Dataset excerpts on pointing at objects
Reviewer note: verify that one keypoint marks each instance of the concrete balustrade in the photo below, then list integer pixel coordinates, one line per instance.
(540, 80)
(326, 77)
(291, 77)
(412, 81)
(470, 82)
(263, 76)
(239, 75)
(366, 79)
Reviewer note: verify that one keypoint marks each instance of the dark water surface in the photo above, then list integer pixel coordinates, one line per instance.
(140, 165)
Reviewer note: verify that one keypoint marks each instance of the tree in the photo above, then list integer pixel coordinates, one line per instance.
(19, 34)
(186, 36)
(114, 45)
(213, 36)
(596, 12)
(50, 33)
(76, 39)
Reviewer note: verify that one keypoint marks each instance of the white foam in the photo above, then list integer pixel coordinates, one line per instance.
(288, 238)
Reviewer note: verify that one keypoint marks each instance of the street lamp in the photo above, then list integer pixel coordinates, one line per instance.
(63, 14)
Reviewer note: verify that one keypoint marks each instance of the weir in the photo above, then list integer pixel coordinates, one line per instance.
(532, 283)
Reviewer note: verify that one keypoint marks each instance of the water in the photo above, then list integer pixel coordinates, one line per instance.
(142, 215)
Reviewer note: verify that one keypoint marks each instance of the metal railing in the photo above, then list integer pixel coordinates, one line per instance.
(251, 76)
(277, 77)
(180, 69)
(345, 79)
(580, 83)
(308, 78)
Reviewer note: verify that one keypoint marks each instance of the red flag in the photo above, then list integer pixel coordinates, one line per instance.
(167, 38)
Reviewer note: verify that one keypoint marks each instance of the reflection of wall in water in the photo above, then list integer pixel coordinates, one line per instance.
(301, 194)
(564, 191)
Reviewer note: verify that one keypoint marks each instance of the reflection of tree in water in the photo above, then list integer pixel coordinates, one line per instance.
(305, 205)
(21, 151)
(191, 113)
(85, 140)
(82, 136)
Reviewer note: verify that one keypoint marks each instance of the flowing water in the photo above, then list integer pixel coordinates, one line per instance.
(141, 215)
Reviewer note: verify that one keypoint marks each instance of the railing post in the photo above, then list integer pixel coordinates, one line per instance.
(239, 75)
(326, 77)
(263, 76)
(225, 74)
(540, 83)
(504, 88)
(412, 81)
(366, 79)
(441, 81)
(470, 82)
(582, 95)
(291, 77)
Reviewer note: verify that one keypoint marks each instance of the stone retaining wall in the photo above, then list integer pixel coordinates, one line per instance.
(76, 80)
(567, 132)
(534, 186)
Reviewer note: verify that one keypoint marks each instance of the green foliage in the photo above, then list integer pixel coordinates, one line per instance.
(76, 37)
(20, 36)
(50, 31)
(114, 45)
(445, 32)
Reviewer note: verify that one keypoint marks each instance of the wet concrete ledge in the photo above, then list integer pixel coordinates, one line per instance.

▶ **STATED TASK**:
Rewrite all of the records above as a numbered list, leaving out any blank lines.

▶ **REPLY TO THE EXERCISE**:
1. Reviewer note: verify that one keypoint marks each instance of the concrete balustrade in the photo below, then list integer pixel coordinates, one line per instance.
2. (540, 80)
3. (326, 77)
4. (291, 77)
5. (412, 81)
6. (470, 82)
7. (263, 76)
8. (239, 75)
9. (366, 79)
10. Reviewer note: verify that one keypoint marks each instance of the dark water surface in the photo above, then list integer pixel coordinates, one line per instance.
11. (140, 165)
12. Reviewer note: verify that one keypoint marks each instance of the tree in the photo above, then list integer pixel coordinates, one line per instance.
13. (19, 34)
14. (186, 36)
15. (114, 45)
16. (213, 36)
17. (596, 12)
18. (50, 33)
19. (76, 39)
20. Reviewer note: verify that one keypoint marks each instance of the white foam in the photo above, then list integer pixel coordinates, one line per instance.
21. (288, 238)
22. Reviewer note: verify that one keypoint marks each instance of the street lamp in the photo above, then list integer pixel coordinates, one line per instance.
23. (63, 14)
24. Reviewer note: verify that one keypoint marks each instance of the weir in the photo above, then list integer pixel coordinates, one line per instance.
25. (532, 283)
26. Reviewer note: verify that one keypoint marks each instance of the water in the photo above, then list integer pixel coordinates, one line per instance.
27. (142, 215)
28. Reviewer note: verify that one keypoint marks each instance of the metal railing in the photo above, then list integer pixel coordinates, one line per instance.
29. (251, 76)
30. (277, 77)
31. (180, 69)
32. (345, 79)
33. (580, 83)
34. (308, 78)
35. Reviewer note: verify that one keypoint marks each instance of the red flag in the photo above, then list integer pixel coordinates, one line per instance.
36. (167, 38)
37. Reviewer note: verify that one keypoint marks each instance of the reflection of wall in water in the photo above, then list integer pixel coordinates, one line per instance.
38. (301, 194)
39. (564, 191)
40. Reviewer note: verify that one keypoint marks each instance of the reflection of tree in water in the photo above, then list integer pixel coordinates, one line per instance.
41. (305, 205)
42. (21, 151)
43. (191, 113)
44. (85, 140)
45. (82, 136)
46. Reviewer note: verify that one keypoint marks each instance of the flowing water in the photo above, then list integer pixel coordinates, one line per instance.
47. (141, 215)
48. Reviewer note: verify that one keypoint marks each instance of the railing post in the photo above, then list integer pixel coordinates, one line per instance.
49. (239, 75)
50. (326, 77)
51. (263, 76)
52. (225, 74)
53. (540, 83)
54. (504, 88)
55. (412, 81)
56. (366, 79)
57. (441, 81)
58. (470, 82)
59. (582, 95)
60. (291, 77)
61. Reviewer note: verify that one keypoint marks each instance of the stone retaining wall in the photo above, then list integer pixel coordinates, one line per instance.
62. (76, 80)
63. (567, 132)
64. (534, 186)
65. Reviewer note: verify that one keypoint marks each instance of the green foliage in the photo above, then list integer pixel coordinates, one line per instance.
66. (76, 37)
67. (20, 36)
68. (50, 31)
69. (114, 45)
70. (445, 32)
71. Reviewer note: verify that one keypoint marks each instance of the wet concrete ledge in the photo above, then list integer pixel coordinates, one line per instance.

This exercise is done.